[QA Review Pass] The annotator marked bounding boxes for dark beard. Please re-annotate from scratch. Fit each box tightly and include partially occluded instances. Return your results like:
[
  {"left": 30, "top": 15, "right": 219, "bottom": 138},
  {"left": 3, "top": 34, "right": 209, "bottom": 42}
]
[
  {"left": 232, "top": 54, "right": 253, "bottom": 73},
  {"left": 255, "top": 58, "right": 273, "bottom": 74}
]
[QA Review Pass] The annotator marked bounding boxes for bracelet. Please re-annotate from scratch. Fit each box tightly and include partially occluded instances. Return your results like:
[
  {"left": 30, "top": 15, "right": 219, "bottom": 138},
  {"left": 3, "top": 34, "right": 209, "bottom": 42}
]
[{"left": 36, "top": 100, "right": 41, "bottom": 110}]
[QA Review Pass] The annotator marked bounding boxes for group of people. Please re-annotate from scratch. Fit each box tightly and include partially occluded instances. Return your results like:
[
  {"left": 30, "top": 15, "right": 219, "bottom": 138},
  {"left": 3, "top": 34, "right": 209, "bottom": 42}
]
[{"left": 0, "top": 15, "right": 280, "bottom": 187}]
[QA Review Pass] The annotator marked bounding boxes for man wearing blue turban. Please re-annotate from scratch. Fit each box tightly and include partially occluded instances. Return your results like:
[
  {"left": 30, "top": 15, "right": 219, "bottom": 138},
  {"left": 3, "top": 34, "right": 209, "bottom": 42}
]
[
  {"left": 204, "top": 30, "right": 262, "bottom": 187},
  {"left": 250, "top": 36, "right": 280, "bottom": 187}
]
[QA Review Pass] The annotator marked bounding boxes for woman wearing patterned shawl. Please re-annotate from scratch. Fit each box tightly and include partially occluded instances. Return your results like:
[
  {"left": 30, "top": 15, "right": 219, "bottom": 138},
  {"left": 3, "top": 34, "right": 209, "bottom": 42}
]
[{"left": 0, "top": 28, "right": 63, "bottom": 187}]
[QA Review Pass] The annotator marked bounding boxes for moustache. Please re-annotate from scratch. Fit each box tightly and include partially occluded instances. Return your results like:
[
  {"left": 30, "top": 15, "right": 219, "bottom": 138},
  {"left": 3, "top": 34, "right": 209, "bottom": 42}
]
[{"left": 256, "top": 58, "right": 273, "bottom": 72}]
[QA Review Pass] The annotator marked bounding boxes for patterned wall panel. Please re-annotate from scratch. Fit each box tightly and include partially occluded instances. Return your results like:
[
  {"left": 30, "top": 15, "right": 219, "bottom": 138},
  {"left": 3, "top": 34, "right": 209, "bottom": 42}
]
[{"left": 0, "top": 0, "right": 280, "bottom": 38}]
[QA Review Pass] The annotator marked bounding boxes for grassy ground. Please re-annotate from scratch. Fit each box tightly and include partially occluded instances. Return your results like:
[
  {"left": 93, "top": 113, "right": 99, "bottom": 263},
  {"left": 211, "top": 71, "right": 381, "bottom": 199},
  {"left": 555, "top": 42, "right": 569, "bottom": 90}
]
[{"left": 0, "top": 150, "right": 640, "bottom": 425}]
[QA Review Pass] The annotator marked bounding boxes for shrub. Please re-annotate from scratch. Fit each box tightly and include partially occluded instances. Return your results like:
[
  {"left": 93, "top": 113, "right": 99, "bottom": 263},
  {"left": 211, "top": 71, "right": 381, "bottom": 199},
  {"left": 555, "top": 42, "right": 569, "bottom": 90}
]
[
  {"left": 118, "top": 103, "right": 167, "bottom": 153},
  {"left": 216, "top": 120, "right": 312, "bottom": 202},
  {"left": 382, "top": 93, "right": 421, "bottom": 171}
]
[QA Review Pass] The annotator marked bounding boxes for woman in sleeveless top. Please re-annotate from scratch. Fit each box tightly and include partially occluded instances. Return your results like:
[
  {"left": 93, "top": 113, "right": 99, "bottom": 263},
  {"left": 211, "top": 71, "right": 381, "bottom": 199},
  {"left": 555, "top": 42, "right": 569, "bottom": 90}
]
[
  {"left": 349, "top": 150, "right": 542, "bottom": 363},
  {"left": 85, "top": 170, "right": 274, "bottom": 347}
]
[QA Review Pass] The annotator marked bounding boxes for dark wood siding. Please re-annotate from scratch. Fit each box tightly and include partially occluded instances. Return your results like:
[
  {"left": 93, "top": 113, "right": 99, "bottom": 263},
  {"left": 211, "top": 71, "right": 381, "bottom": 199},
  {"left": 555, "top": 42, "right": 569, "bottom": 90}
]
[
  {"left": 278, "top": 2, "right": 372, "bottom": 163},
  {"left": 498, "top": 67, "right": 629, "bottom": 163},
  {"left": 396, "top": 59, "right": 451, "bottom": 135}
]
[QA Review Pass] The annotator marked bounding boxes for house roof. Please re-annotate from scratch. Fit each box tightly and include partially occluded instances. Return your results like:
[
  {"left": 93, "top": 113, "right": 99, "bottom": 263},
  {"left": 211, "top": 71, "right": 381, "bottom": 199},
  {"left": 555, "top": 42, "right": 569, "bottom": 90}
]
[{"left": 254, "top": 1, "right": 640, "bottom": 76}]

○ ○ ○ ○ ○ ○ ○

#### [DIRECTIONS]
Quote all the records exactly, please, leaving none out.

#### [EXERCISE OUTPUT]
[QA Review Pass] The annotator marked bounding boxes for dark beard. Please re-annotate from scratch. Fit each box tightly and include partially occluded instances. Return your results like:
[
  {"left": 30, "top": 15, "right": 219, "bottom": 138},
  {"left": 3, "top": 34, "right": 209, "bottom": 42}
]
[
  {"left": 232, "top": 54, "right": 253, "bottom": 73},
  {"left": 255, "top": 58, "right": 273, "bottom": 74}
]
[QA Review Pass] The annotator marked bounding boxes for bracelet. Please re-annotate from scratch. Fit each box tightly and include partially occluded instances. Return your results like:
[
  {"left": 30, "top": 15, "right": 219, "bottom": 138},
  {"left": 3, "top": 34, "right": 209, "bottom": 42}
]
[{"left": 36, "top": 100, "right": 41, "bottom": 110}]
[QA Review Pass] The annotator marked bounding boxes for group of people. Please re-annotate from scratch. Fit each box tightly and include partially occluded instances. Return your results like:
[
  {"left": 30, "top": 15, "right": 219, "bottom": 138},
  {"left": 3, "top": 34, "right": 209, "bottom": 42}
]
[{"left": 0, "top": 15, "right": 280, "bottom": 187}]
[QA Review Pass] The annotator marked bounding boxes for man wearing blue turban. Please re-annotate from scratch. Fit each box tightly and include partially occluded instances. Return your results like:
[
  {"left": 30, "top": 15, "right": 219, "bottom": 138},
  {"left": 3, "top": 34, "right": 209, "bottom": 42}
]
[
  {"left": 204, "top": 30, "right": 262, "bottom": 187},
  {"left": 250, "top": 36, "right": 280, "bottom": 187}
]
[QA Review Pass] The annotator marked bounding boxes for woman wearing patterned shawl. Please re-annotate from scratch. Fit each box tightly and include partially occluded instances. Return your results like:
[
  {"left": 30, "top": 15, "right": 219, "bottom": 138},
  {"left": 3, "top": 34, "right": 209, "bottom": 42}
]
[{"left": 0, "top": 28, "right": 63, "bottom": 187}]
[QA Review Pass] The annotator marked bounding boxes for moustache. Please re-annotate from scratch. Fit each box tightly and include partially occluded instances. Return your results like:
[
  {"left": 30, "top": 15, "right": 219, "bottom": 138},
  {"left": 3, "top": 34, "right": 209, "bottom": 42}
]
[{"left": 256, "top": 58, "right": 273, "bottom": 72}]
[QA Review Pass] The annotator marked bounding boxes for patterned wall panel. Please re-annotate from scratch. Fit each box tightly and include partially occluded instances. Return your results like:
[
  {"left": 30, "top": 15, "right": 219, "bottom": 138},
  {"left": 3, "top": 34, "right": 209, "bottom": 42}
]
[{"left": 0, "top": 0, "right": 280, "bottom": 38}]
[QA Review Pass] The annotator marked bounding boxes for grassy ground. Please re-annotate from scratch. Fit each box tightly and include partially occluded instances. Return your results like:
[
  {"left": 93, "top": 113, "right": 99, "bottom": 263},
  {"left": 211, "top": 71, "right": 381, "bottom": 199},
  {"left": 555, "top": 42, "right": 569, "bottom": 90}
]
[{"left": 0, "top": 150, "right": 640, "bottom": 425}]
[QA Review Pass] The annotator marked bounding boxes for shrub. Please re-annotate from scratch. Fit each box tightly and include partially occluded instances. Return your results like:
[
  {"left": 93, "top": 113, "right": 99, "bottom": 263},
  {"left": 211, "top": 71, "right": 381, "bottom": 199},
  {"left": 555, "top": 42, "right": 569, "bottom": 90}
]
[
  {"left": 118, "top": 103, "right": 167, "bottom": 153},
  {"left": 216, "top": 120, "right": 312, "bottom": 202},
  {"left": 382, "top": 93, "right": 421, "bottom": 171}
]
[QA Review Pass] The annotator marked bounding boxes for woman in sleeveless top. Please re-annotate from scratch. Fit each box tightly and include partially occluded instances. Return your results like:
[
  {"left": 93, "top": 113, "right": 99, "bottom": 263},
  {"left": 211, "top": 71, "right": 381, "bottom": 199},
  {"left": 555, "top": 42, "right": 569, "bottom": 90}
]
[
  {"left": 349, "top": 150, "right": 542, "bottom": 363},
  {"left": 85, "top": 170, "right": 274, "bottom": 347}
]
[QA Review Pass] The annotator marked bounding boxes for dark wood siding. Please re-annotate from scratch. Fit each box tightly and include partially occluded instances. Return your results like:
[
  {"left": 93, "top": 113, "right": 99, "bottom": 263},
  {"left": 211, "top": 71, "right": 381, "bottom": 199},
  {"left": 555, "top": 42, "right": 569, "bottom": 90}
]
[
  {"left": 278, "top": 2, "right": 372, "bottom": 163},
  {"left": 498, "top": 67, "right": 629, "bottom": 163},
  {"left": 396, "top": 59, "right": 451, "bottom": 135}
]
[QA Review Pass] The annotator marked bounding boxes for house roof. Please re-annotate from scratch. Fit each box tightly and include partially occluded instances. Return your results like:
[
  {"left": 93, "top": 113, "right": 99, "bottom": 263},
  {"left": 211, "top": 71, "right": 381, "bottom": 199},
  {"left": 555, "top": 42, "right": 569, "bottom": 90}
]
[{"left": 254, "top": 1, "right": 640, "bottom": 76}]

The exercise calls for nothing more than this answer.